▸ **THE PROBLEM**: Find every line in the records below that contains the string "shrub", and copy each one. Case counts.

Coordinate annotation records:

= = =

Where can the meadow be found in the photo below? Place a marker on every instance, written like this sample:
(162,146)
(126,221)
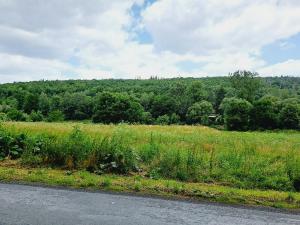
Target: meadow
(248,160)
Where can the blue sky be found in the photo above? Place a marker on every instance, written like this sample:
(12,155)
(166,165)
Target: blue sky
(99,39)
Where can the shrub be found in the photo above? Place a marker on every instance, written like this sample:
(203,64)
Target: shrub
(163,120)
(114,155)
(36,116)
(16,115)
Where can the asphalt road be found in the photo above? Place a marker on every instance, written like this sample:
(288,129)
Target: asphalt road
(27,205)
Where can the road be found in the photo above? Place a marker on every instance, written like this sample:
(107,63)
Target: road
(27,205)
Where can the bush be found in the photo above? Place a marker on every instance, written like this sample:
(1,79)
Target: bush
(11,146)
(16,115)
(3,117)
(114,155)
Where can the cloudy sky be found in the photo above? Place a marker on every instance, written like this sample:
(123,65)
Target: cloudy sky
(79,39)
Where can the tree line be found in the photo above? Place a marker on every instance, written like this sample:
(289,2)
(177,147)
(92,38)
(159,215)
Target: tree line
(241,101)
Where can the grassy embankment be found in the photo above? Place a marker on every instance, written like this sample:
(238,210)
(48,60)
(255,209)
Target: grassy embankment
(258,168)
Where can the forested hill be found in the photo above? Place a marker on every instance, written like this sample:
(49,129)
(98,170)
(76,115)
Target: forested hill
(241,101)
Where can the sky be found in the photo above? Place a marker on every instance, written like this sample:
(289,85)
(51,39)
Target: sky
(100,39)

= = =

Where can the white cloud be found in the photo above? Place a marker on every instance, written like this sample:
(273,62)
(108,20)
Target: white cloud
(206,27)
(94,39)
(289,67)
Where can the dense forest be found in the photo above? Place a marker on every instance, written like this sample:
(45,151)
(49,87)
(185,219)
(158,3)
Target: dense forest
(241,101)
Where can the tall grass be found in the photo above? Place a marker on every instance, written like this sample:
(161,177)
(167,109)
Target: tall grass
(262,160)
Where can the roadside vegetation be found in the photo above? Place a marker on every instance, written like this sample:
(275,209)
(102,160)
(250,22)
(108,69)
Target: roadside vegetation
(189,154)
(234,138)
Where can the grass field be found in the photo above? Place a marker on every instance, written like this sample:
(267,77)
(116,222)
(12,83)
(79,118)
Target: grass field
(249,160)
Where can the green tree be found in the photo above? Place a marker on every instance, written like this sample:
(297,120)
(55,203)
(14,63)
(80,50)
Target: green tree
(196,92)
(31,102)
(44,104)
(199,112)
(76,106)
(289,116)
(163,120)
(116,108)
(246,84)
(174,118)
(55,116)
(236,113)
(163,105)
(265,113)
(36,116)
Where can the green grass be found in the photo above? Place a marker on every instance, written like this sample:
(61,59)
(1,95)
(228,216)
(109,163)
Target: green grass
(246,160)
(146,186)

= = =

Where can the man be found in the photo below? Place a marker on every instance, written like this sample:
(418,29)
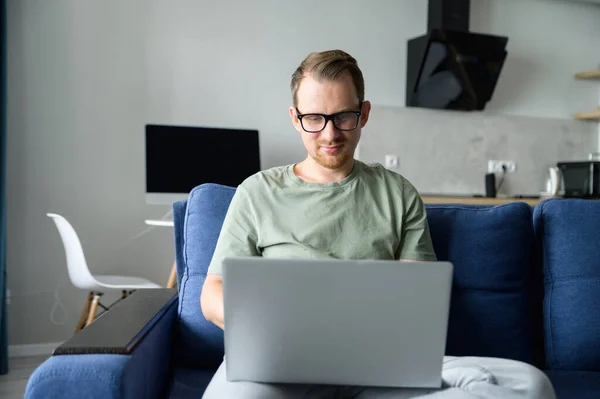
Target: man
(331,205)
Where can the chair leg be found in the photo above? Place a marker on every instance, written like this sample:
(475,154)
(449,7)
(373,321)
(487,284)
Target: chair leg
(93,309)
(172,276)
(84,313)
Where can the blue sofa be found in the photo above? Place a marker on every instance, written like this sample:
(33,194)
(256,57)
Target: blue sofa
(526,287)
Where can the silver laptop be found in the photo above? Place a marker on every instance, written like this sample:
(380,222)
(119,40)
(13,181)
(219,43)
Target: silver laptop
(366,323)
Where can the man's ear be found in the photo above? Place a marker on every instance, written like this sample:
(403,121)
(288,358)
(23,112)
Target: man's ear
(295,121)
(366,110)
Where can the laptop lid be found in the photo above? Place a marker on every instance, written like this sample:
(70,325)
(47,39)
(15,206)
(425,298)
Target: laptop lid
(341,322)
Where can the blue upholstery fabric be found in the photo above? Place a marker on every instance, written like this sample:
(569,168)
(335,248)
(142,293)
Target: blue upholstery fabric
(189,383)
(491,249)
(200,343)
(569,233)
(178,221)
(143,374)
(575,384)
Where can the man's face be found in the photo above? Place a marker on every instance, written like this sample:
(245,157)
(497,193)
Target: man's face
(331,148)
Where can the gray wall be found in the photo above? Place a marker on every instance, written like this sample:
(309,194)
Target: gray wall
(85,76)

= = =

▸ **ANSWER TO THIS TASK**:
Where can the shrub be found in the photo above? Place a marker on every instance, written like this sample:
Target: shrub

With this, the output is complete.